Tuesday 2 September 2008

Then I think you have to develop a kind of resistance to rejection.

A few days ago I had another attack of singles' desperation. You know, the feeling that you're going to die alone because either a) you never think you're good enough for someone to love you or b) no one is good enough for you to love.
It was wild. I truly felt that I was on the edge of sanity.


I think the feeling arose out of a feeling of dejection and rejection. Ooh they rhyme!

Feeling rejected is not a hot feeling. I wasn't rejected by a bloke. No no, that would be horrifically embarassing, although that kind of hurt would be fleeting. It is the rejection of your friends which kills. And what's worse is thinking it's rejection when it could be something so simple and explainable, but your pride doesn't let you ask.

Ah Pride..
I never really think of myself as proud. But I do realise that sometimes my pride is like the glass window to a bee trapped in a room.

Being this bee trapped in the room, I'm forced to look through the window. Seeing the outside but not hearing it. And so I don't have a full understanding of my environment.
Hmm...this analogy seems to have carried itself further than I thought it would.

My pride is what stops me from being open to new people I guess. It's something that stops me from being free of inhibitions. Pride is what makes us look at people with different hair/clothes/accents and give them names like chav. You may say it's prejudice. But really it's our pride, the thing that makes us feel we're somehow better than them, that we have dominion over them. And so we name them.
Pride is lame....

Point placement records
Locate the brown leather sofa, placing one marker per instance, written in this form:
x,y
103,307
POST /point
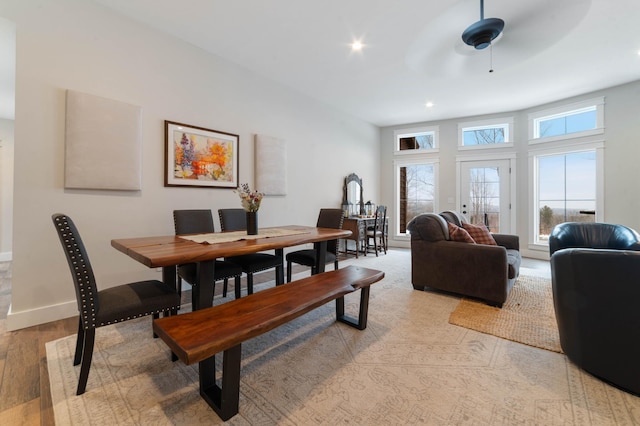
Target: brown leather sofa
x,y
486,272
595,271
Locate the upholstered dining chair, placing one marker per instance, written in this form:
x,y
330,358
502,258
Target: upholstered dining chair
x,y
98,308
201,222
594,278
376,233
327,218
236,220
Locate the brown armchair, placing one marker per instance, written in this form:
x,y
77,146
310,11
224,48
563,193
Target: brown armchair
x,y
486,272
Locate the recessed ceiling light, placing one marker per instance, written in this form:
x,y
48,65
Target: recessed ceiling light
x,y
356,45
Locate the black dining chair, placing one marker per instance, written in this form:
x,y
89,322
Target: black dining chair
x,y
376,234
201,222
327,218
236,220
98,308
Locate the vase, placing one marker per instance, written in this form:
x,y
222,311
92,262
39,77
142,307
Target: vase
x,y
252,223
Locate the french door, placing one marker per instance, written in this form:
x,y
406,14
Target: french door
x,y
485,193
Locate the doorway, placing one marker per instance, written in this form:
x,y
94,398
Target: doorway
x,y
485,193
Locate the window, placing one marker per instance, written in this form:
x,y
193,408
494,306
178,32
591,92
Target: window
x,y
567,189
416,191
418,139
564,124
486,134
570,121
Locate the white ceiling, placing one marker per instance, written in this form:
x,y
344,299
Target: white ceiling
x,y
413,53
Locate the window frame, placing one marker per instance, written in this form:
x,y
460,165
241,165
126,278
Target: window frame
x,y
534,196
423,159
564,111
416,131
505,122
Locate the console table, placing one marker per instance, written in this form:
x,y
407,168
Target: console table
x,y
358,227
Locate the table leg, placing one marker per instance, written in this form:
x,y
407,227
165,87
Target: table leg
x,y
202,292
224,399
321,255
169,276
361,322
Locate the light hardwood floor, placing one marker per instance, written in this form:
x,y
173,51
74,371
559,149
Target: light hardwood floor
x,y
25,398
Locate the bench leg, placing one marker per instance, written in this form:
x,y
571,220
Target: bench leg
x,y
223,399
361,322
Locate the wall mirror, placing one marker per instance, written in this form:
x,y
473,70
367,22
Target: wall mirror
x,y
353,195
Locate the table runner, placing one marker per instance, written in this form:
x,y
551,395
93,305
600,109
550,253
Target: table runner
x,y
226,237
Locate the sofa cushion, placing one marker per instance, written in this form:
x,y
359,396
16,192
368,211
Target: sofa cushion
x,y
459,234
480,234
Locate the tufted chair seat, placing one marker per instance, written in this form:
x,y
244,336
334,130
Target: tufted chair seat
x,y
98,308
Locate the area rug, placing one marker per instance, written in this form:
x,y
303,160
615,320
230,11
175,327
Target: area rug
x,y
526,317
409,366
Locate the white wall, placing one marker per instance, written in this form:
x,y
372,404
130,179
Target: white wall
x,y
6,188
622,151
73,44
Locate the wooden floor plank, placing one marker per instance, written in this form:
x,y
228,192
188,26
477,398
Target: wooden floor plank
x,y
21,377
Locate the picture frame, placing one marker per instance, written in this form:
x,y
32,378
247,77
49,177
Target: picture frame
x,y
200,157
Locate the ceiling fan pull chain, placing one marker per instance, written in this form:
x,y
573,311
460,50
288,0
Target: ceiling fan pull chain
x,y
491,57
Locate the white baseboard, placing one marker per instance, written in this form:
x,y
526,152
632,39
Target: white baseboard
x,y
31,317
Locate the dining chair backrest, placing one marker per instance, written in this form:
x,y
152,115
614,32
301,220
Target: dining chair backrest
x,y
331,218
193,221
232,219
83,277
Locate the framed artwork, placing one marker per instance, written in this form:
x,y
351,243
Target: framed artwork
x,y
200,157
271,162
103,143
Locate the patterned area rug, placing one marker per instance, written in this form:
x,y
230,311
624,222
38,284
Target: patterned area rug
x,y
526,317
410,366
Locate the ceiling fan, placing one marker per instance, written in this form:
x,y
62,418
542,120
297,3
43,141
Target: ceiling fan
x,y
480,34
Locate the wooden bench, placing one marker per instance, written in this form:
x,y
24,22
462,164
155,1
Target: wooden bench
x,y
198,336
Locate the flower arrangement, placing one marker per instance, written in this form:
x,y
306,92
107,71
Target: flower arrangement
x,y
250,199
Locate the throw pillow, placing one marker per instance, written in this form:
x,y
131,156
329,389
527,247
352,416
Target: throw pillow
x,y
458,234
480,234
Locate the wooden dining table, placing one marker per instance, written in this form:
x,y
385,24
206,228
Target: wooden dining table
x,y
167,252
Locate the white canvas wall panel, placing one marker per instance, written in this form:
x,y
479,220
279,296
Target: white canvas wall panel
x,y
103,143
271,165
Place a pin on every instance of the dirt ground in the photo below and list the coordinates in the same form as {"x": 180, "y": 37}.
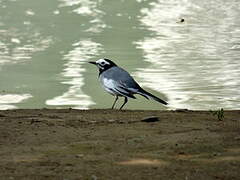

▸ EXERCISES
1 > Write out the blog post between "I think the" and "trapped in a room.", inclusive, with no changes.
2 > According to the blog post, whose rejection is the kind that kills?
3 > Continue the blog post on pride and rejection, starting after its final line, "Pride is lame...."

▸ TASK RESPONSES
1 >
I think the feeling arose out of a feeling of dejection and rejection. Ooh they rhyme!

Feeling rejected is not a hot feeling. I wasn't rejected by a bloke. No no, that would be horrifically embarassing, although that kind of hurt would be fleeting. It is the rejection of your friends which kills. And what's worse is thinking it's rejection when it could be something so simple and explainable, but your pride doesn't let you ask.

Ah Pride..
I never really think of myself as proud. But I do realise that sometimes my pride is like the glass window to a bee trapped in a room.

2 > The rejection of your friends.

3 >
Anyway. So this fiasco has led me to believe I'm going to be alone forever. If I can't even get my friends to like me, how am I going to get a bloke to love me?!

Aside Re: The wonderful from the Hawk. He didn't trick me twice. He didn't come in on Saturday, I rang, he said he'd see me on Sunday, I said no I work Wednesday, then I breezed over it all before he got a chance to say/do anything.

On Sunday, my mum put two proposals from some people she knows on my plate. I was shocked. Surprised. I said yes gimme gimme. Then an hour later I said no. These guys are from my land. Snapland. I don't like boys from Snapland generally. So I shouldn't waste their time.

Then I fell further into my dying-alone stupor.


What is it with my wanting to be with someone? Why can't I just be happy as I am?! I'm only twenty, coming to the end of my time at the Dictator, and I ought to be happy that I've got the next few years to figure out what I want in life. And yet I find myself falling into that hideous persona of a chick wishing to wed. As I said earlier, I think this may just be a side-effect of feeling rejected by Woody and Xia.
Nano says they're not worth my time. Sylverine agrees. Yoohoo advises the complete opposite. My mum says I should trust my instinct.


My instinct has me wanting a man in my life.


I need to shake myself out of it.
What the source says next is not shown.